Instructions to follow => Reproduce the following lines word for word.

A block of data =>
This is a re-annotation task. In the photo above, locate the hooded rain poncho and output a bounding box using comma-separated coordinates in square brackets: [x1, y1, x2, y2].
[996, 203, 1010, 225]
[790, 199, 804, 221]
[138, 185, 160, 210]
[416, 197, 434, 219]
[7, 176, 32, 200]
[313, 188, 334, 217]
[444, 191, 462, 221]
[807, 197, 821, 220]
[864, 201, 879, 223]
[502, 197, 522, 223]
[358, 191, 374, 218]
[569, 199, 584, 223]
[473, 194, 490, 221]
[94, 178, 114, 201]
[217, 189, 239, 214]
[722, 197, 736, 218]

Exercise response =>
This is a re-annotation task. In the photo above, locate the hooded rain poncho and output a bounding box using comma-separated coordinates in square brackets: [x1, y1, x2, y2].
[996, 203, 1010, 225]
[790, 199, 804, 221]
[138, 185, 160, 210]
[416, 197, 434, 219]
[7, 176, 32, 200]
[313, 188, 334, 217]
[444, 191, 462, 221]
[807, 197, 821, 220]
[864, 201, 879, 223]
[502, 197, 522, 223]
[358, 191, 374, 218]
[569, 199, 584, 223]
[473, 194, 490, 221]
[94, 178, 114, 201]
[217, 189, 239, 214]
[722, 197, 736, 218]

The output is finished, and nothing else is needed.